* **Selected extract**

New UW-Madison Planetary Health Scholars Program Creates Synergy for a Healthier Future

An engineer, an anthropologist and a nurse meet for dinner. One studies the costs and benefits of aquaponics to health and the environment. One delves into how different populations understand and talk about the world. The third looks at issues of justice and caring for people in the context of their environment.

By sharing ideas, these Planetary Health Scholars, part of a new scholarship program announced jointly today by the University of Wisconsin-Madison Global Health Institute (GHI), and the Nelson Institute for Environmental Studies hope to find new insights into their work and new paths toward a sustainable, healthy tomorrow for humans and the planet.

The Planetary Health Graduate Scholarship program is among the first of its kind in the nation and brings students and their advisors together from across campus to explore how humans are changing the planet and recognize the health consequences of those choices. Together, they will work toward solutions that benefit the health of humans and ecosystems.

“Planetary health recognizes that global environmental conditions are inextricably linked to the health of populations,” says GHI Director Jonathan Patz, the John P. Holton Chair of Health and the Environment who leads the new program. “It is an orientation that makes us recognize that to sustain improved human health, we can no longer ignore the health of ecosystems. If we don’t step up to this challenge, these problems will undermine all progress we’ve made in economic development and human health.”

Through the Planetary Health Scholars program, GHI brings together students and faculty who already understand the links between ecosystems and health but probably have not met each other will be brought together in a collaborative environment. “We want to build momentum around these endeavors,” Patz says. “As these students from various departments work together, share ideas and support one another, we anticipate a ripple effect across campus, the community and the world.”

* **Recorded information**
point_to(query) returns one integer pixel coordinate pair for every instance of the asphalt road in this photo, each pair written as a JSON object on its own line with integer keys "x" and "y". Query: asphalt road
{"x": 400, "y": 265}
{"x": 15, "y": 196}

* **Challenge**
According to the article on the UW-Madison Planetary Health Scholars program, who leads the new program?

* **Full solution**
Jonathan Patz, director of the Global Health Institute and John P. Holton Chair of Health and the Environment.